TASK TO CARRY OUT
The entries below should be set down again exactly, with every picture left out.

Collection entries
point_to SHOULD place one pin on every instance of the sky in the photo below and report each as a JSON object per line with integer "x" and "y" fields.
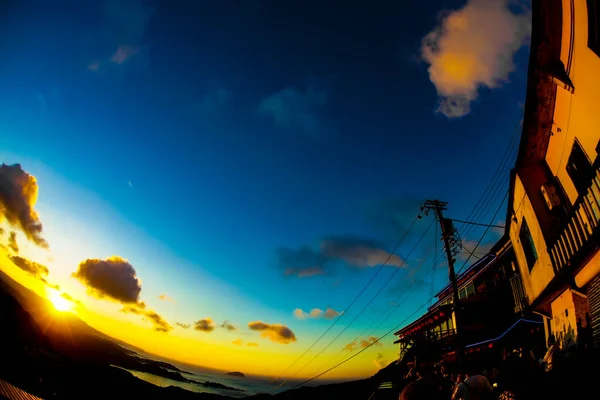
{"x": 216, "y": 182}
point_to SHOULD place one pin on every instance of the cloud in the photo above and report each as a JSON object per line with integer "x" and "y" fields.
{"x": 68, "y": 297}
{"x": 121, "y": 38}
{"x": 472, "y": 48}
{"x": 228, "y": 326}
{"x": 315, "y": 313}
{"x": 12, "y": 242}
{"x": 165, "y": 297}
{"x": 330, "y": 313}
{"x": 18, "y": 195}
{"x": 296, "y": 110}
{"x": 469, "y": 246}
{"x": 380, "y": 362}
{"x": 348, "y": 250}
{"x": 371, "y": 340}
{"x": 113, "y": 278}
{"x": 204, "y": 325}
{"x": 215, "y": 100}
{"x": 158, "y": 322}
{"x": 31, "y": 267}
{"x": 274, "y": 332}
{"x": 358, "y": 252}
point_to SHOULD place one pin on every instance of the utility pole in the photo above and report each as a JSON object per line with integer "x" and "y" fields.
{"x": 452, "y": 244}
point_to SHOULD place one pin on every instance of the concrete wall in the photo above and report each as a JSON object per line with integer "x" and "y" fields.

WRITTEN SOLUTION
point_to SHOULD place one pin on every instance of the sky in the photo below and report each as a JSON object per line with integer "x" and "y" fields.
{"x": 216, "y": 182}
point_to SHOULD place one pin on every instance of the cloud in the photo above and report each as a JSON object per line with integer "x" and "y" fields.
{"x": 68, "y": 297}
{"x": 121, "y": 38}
{"x": 472, "y": 48}
{"x": 228, "y": 326}
{"x": 315, "y": 313}
{"x": 12, "y": 242}
{"x": 165, "y": 297}
{"x": 330, "y": 313}
{"x": 18, "y": 195}
{"x": 296, "y": 110}
{"x": 469, "y": 246}
{"x": 380, "y": 362}
{"x": 348, "y": 250}
{"x": 371, "y": 340}
{"x": 113, "y": 278}
{"x": 204, "y": 325}
{"x": 215, "y": 100}
{"x": 158, "y": 322}
{"x": 31, "y": 267}
{"x": 274, "y": 332}
{"x": 358, "y": 252}
point_to SHOULD place one pin on every instance of the utility pole in the photo above and report each as a JSON object per line with integer "x" and "y" fields.
{"x": 452, "y": 244}
point_to SHOULD place one pin on every instance of the concrete wall in the photo above and report each as a JSON object per line with integer "x" and "y" fields.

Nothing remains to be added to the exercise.